### [Directive]
Give back exactly the lines from the "Can you see the patterned" line to the final line of the records, and only those, minus any pictures.

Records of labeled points
•••••
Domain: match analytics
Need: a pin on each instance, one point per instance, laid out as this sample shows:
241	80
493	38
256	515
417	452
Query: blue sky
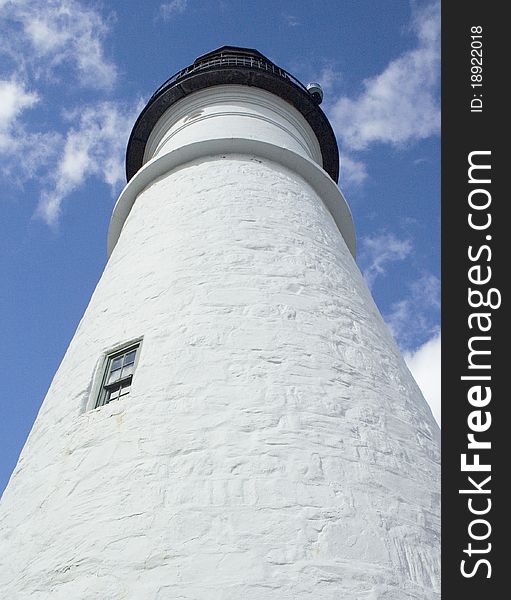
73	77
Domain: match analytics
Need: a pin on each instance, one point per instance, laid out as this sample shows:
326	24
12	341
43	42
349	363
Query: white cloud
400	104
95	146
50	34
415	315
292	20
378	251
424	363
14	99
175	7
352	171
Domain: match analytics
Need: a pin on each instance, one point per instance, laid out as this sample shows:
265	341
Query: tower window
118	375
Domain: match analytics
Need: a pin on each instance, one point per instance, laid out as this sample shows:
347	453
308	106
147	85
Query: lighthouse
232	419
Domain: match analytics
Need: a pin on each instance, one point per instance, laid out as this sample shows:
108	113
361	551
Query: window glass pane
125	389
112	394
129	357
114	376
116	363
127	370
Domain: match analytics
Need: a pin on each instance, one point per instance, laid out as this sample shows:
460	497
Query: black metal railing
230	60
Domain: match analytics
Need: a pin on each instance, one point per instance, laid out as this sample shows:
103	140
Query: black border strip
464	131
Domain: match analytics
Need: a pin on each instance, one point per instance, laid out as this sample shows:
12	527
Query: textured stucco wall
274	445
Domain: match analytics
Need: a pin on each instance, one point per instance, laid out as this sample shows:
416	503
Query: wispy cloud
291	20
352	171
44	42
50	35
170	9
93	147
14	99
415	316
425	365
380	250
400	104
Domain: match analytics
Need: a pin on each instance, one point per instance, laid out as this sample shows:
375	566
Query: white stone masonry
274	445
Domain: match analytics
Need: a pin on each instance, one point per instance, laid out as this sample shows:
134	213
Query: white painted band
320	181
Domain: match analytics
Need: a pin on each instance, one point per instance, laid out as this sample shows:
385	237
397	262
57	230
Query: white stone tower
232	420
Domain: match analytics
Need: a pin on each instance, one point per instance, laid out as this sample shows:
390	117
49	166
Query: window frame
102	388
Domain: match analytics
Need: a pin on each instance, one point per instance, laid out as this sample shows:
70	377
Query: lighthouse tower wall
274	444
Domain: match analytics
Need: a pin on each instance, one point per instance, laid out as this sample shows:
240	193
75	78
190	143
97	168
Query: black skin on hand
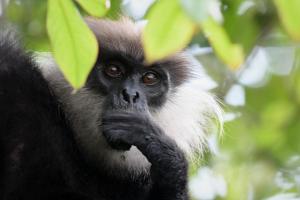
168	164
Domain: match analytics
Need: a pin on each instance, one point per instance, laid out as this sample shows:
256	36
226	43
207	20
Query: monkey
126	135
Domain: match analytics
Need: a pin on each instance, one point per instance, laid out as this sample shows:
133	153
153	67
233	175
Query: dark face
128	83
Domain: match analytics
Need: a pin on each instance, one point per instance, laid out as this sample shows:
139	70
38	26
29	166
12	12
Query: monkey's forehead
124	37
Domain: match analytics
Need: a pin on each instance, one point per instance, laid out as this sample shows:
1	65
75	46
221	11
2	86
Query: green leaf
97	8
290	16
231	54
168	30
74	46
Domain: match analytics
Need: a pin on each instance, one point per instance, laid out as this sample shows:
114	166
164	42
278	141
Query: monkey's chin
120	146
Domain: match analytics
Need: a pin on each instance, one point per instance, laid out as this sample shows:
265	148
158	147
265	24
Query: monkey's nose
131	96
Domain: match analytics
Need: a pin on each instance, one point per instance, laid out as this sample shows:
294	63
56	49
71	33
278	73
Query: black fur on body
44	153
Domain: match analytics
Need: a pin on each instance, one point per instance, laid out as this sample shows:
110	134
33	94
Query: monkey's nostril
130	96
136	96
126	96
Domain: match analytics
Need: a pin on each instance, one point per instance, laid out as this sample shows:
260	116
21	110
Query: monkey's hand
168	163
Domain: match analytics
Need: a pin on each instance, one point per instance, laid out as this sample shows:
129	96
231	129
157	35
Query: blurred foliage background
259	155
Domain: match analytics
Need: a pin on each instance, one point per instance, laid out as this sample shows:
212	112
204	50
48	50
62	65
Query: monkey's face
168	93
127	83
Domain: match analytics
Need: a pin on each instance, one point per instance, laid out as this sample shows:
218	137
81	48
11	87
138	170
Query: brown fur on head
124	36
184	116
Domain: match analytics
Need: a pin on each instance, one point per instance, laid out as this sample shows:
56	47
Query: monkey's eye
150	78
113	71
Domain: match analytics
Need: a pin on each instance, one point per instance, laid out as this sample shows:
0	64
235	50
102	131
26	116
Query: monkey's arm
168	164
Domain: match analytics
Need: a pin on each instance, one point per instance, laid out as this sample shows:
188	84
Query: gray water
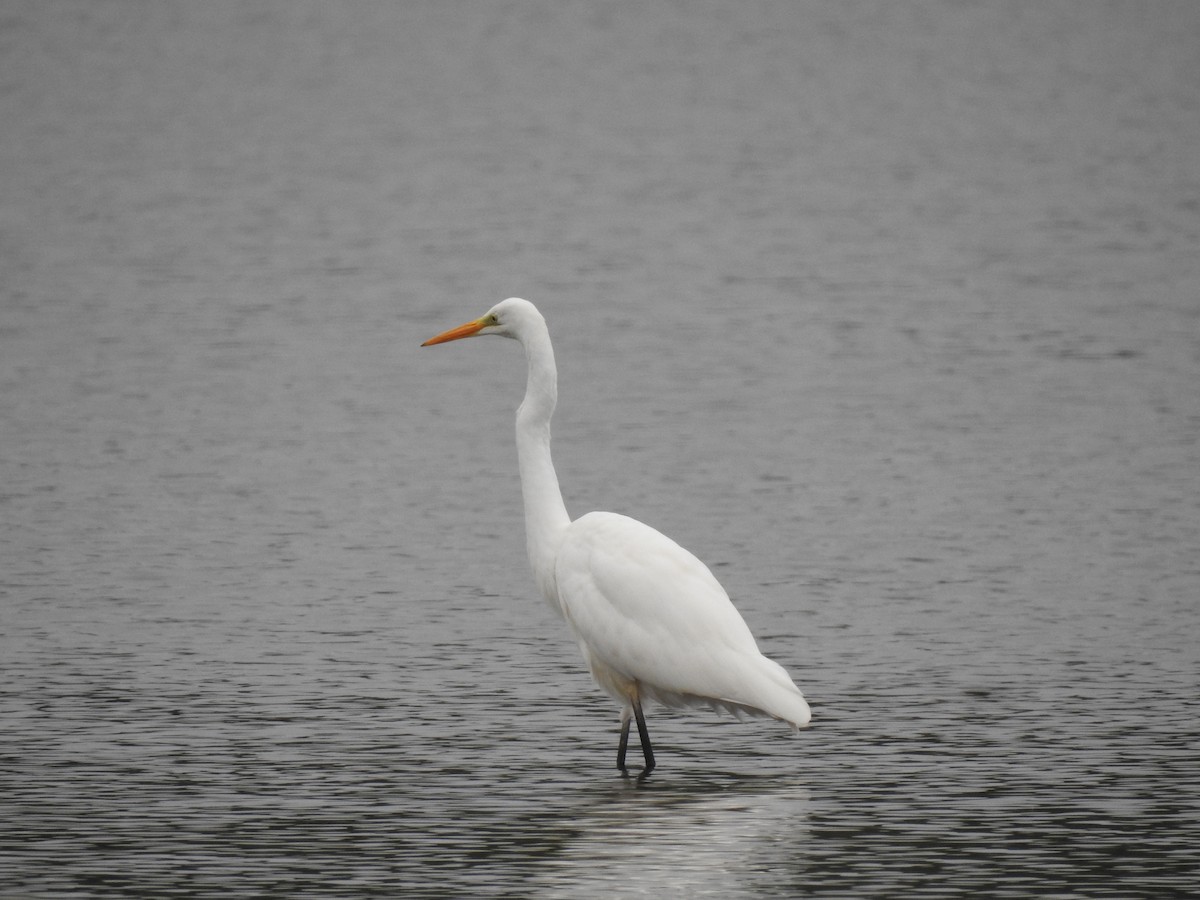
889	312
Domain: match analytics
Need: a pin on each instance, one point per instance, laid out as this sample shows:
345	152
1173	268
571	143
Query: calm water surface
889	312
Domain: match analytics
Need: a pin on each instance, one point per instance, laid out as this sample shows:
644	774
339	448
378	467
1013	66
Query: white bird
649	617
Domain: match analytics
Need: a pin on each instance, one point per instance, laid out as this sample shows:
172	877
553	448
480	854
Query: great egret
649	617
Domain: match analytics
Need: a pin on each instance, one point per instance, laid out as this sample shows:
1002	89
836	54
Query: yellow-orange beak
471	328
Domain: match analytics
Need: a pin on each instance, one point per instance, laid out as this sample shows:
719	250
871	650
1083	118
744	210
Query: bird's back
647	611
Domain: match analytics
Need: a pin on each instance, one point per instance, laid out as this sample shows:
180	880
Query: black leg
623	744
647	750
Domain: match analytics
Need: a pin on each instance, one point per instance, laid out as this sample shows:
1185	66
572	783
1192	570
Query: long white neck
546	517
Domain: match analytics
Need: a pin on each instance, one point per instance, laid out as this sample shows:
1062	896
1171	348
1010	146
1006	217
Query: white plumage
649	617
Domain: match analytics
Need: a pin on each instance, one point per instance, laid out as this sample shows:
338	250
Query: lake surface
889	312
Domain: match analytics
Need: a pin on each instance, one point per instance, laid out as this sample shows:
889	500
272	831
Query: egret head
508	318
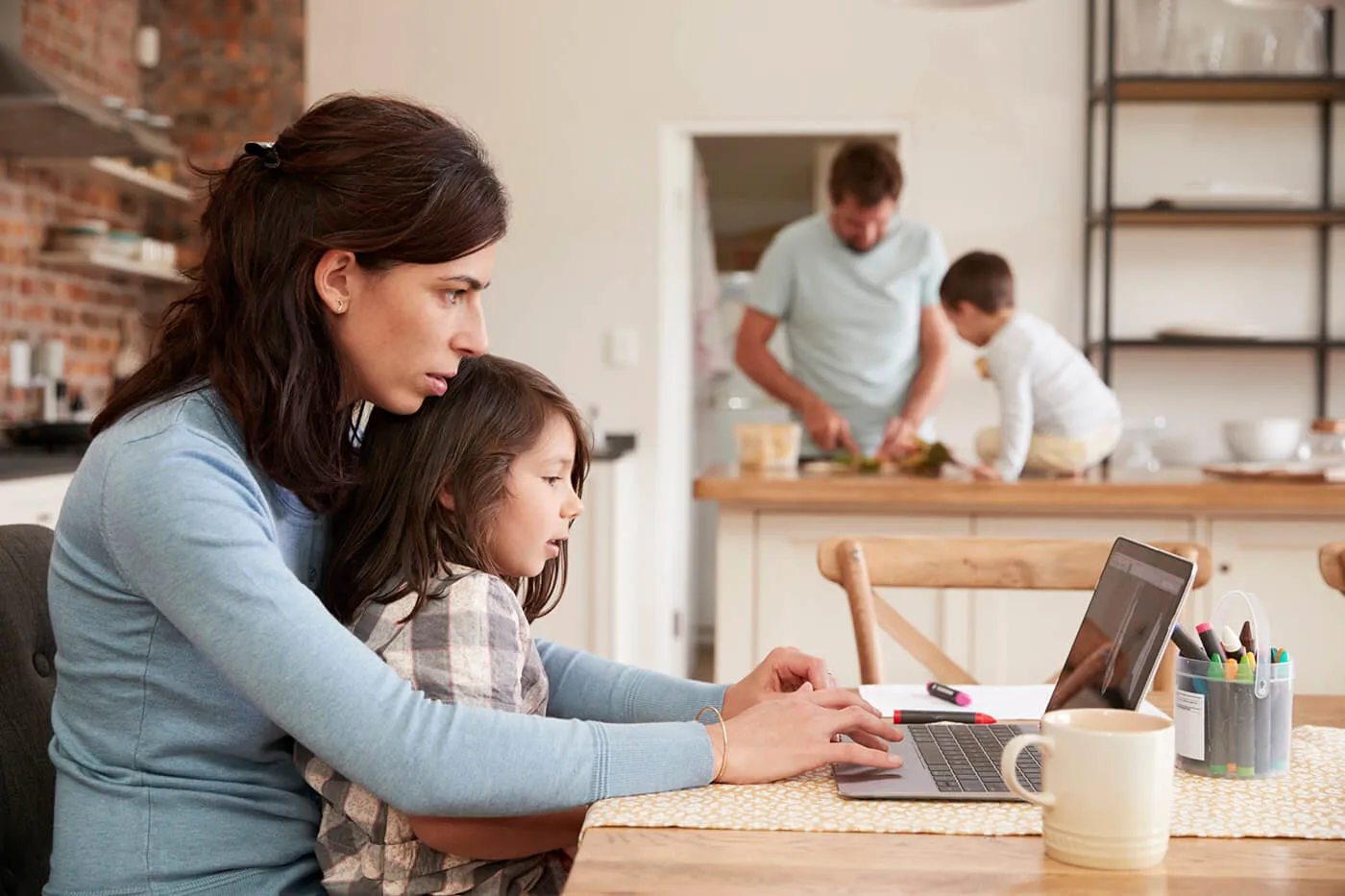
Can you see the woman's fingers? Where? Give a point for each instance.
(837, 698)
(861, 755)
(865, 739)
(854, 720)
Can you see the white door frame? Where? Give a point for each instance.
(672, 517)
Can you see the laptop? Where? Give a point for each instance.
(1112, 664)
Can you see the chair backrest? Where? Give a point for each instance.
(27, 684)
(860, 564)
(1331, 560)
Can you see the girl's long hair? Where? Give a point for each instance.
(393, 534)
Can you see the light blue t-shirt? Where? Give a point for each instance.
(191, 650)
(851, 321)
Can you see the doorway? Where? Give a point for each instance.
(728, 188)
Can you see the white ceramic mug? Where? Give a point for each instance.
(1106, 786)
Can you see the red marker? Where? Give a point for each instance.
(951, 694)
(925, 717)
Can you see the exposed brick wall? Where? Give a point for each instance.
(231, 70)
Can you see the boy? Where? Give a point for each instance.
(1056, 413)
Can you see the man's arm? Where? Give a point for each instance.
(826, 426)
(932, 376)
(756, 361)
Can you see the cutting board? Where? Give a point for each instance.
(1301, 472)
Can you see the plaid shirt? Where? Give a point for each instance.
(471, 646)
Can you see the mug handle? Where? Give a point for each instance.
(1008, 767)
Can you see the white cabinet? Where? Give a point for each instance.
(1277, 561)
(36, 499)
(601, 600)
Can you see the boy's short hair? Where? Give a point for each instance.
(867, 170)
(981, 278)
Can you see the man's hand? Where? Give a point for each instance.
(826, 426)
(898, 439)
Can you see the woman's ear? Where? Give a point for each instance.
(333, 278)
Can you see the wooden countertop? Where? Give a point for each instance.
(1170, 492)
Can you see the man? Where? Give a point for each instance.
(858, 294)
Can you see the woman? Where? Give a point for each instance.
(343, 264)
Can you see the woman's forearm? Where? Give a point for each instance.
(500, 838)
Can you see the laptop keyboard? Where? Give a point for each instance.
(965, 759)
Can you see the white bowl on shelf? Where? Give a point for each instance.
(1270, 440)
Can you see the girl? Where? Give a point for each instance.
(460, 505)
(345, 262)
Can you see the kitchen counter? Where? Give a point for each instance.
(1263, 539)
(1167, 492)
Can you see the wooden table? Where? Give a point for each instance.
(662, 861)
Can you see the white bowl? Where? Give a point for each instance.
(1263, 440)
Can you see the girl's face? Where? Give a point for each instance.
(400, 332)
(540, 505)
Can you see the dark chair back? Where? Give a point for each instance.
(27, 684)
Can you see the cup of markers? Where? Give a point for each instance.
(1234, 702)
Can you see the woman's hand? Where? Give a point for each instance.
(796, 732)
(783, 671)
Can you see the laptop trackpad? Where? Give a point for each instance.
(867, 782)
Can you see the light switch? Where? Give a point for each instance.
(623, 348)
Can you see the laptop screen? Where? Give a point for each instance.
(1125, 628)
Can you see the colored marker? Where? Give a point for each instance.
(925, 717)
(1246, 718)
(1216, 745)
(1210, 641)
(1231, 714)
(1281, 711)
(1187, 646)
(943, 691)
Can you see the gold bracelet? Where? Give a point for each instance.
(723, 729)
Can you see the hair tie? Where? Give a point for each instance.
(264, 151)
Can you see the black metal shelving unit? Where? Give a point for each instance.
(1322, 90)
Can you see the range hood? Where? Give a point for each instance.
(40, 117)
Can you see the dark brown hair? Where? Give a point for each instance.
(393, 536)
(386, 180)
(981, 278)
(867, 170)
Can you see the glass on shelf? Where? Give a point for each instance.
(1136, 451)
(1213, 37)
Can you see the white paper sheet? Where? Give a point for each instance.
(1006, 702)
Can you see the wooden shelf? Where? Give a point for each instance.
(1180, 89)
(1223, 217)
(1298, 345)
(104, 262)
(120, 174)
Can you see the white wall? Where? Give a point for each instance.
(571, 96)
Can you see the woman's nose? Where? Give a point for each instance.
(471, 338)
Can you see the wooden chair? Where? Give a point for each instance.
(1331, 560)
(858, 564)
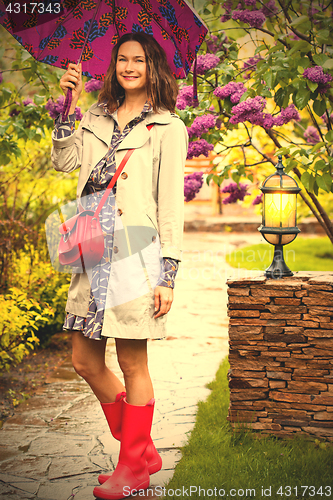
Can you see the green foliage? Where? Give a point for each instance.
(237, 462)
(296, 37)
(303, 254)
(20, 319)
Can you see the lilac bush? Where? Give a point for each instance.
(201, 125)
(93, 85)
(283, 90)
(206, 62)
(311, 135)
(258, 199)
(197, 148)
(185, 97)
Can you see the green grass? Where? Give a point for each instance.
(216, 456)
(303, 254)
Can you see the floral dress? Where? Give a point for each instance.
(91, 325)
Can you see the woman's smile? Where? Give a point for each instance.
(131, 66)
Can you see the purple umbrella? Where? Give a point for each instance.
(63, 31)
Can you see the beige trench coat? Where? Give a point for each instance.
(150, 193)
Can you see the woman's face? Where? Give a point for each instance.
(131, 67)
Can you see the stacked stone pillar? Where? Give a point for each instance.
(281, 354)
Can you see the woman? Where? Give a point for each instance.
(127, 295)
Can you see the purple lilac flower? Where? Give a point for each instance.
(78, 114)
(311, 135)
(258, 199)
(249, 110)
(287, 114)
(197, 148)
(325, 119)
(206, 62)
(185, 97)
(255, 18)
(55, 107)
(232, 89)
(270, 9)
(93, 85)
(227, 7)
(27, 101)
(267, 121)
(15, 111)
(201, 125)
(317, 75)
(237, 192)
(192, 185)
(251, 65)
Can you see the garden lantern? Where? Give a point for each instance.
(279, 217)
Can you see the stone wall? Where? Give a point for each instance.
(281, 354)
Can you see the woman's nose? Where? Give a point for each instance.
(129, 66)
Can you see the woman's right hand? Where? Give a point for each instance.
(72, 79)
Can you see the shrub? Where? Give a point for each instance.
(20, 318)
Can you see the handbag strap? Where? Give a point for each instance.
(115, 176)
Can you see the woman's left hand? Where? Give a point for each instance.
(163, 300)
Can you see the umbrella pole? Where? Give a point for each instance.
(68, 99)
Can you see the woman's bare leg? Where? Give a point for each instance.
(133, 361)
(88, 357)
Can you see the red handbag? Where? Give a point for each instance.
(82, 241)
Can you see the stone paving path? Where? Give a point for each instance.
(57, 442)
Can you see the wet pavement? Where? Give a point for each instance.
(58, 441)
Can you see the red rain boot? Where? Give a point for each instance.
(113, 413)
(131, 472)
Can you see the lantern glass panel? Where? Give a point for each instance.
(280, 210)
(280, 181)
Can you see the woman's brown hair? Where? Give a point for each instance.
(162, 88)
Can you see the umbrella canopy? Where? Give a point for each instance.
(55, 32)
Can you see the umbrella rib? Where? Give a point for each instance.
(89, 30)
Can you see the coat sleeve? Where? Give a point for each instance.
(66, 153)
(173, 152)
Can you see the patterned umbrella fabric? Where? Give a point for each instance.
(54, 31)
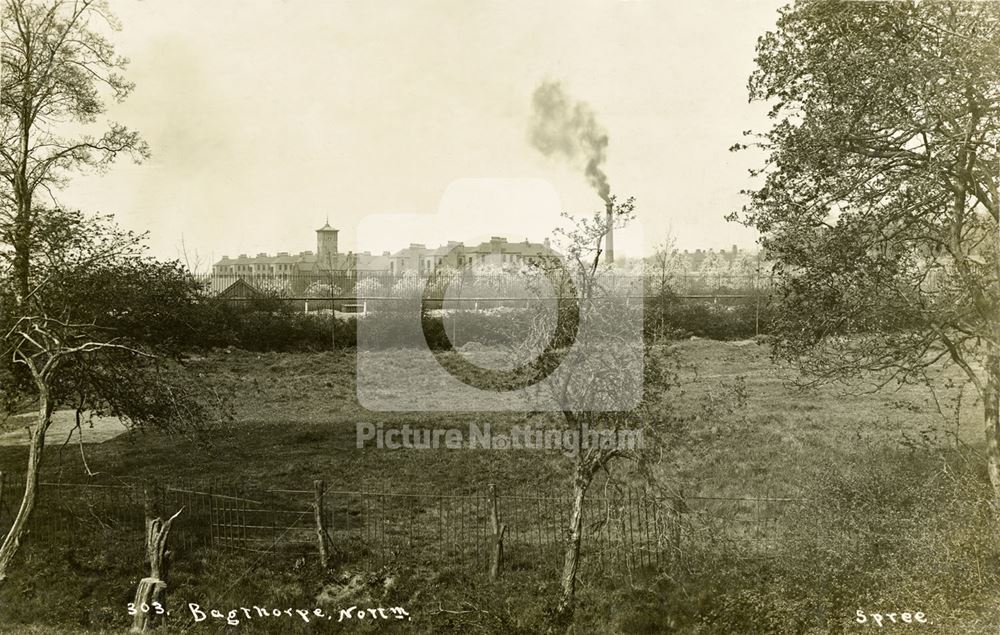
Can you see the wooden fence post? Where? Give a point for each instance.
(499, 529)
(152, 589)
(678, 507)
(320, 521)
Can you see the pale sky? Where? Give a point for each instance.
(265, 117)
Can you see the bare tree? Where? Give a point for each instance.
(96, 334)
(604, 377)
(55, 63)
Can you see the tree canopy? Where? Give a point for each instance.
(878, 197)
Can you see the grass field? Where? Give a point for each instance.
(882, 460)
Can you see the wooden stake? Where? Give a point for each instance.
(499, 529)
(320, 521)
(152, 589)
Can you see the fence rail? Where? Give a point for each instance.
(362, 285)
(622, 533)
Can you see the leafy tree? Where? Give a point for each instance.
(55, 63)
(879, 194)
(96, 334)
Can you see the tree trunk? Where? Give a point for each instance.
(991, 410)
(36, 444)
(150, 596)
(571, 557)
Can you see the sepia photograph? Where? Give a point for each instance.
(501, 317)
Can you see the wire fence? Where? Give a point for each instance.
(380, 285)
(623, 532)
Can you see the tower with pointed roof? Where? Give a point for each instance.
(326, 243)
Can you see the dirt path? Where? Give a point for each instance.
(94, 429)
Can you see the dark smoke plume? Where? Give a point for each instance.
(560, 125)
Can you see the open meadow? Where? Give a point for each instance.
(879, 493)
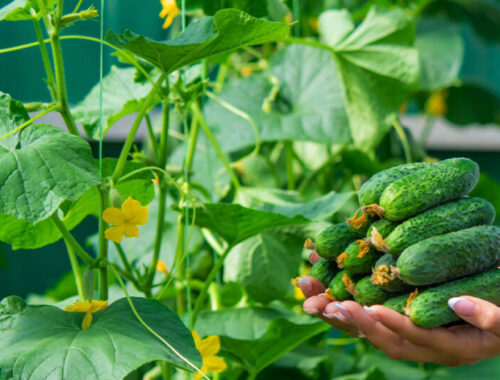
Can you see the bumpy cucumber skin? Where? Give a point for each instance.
•••••
### [The result]
Can you see the patterned umbrella fabric? Where? Give a point for each instance.
(54, 31)
Can you see the wooden fence post? Where? Give a point for each instance.
(499, 529)
(152, 589)
(678, 507)
(320, 521)
Can you see the pale sky? Where? Give a point for each instance.
(265, 117)
Can you see the bare tree? Where? Give a point for each instance.
(96, 334)
(604, 377)
(55, 63)
Can you see the tree canopy? Where? Give a point for each instance.
(878, 197)
Can you see the grass field? Where? Give a point for each instance.
(882, 460)
Can you see the wooden stake? Where? Give a point for each instance.
(499, 529)
(320, 521)
(152, 589)
Can you see the fence rail? Where? Give a point for each instance.
(362, 285)
(622, 533)
Can you see the leafy tree? Where? Give a point for each instance.
(55, 63)
(879, 194)
(96, 334)
Can you see the tree trunk? Where? Give a point for each instance.
(991, 410)
(36, 444)
(150, 596)
(571, 557)
Can you see the sepia photograph? Where? Give a point for each instance.
(501, 317)
Can you see the wire fence? Where? Give a point for each instance.
(380, 285)
(623, 532)
Can you see the tower with pointed roof? Where? Give a point for each instance.
(326, 243)
Can you see the dirt path? Where? Give a point for each instance.
(94, 429)
Can you see the dark smoke plume? Where? Give a point for each instance.
(560, 125)
Can you see the open meadow? Where? Give a point for each instance.
(879, 493)
Can you see the bumpy cucumber skin? Where? Give a point for each instance.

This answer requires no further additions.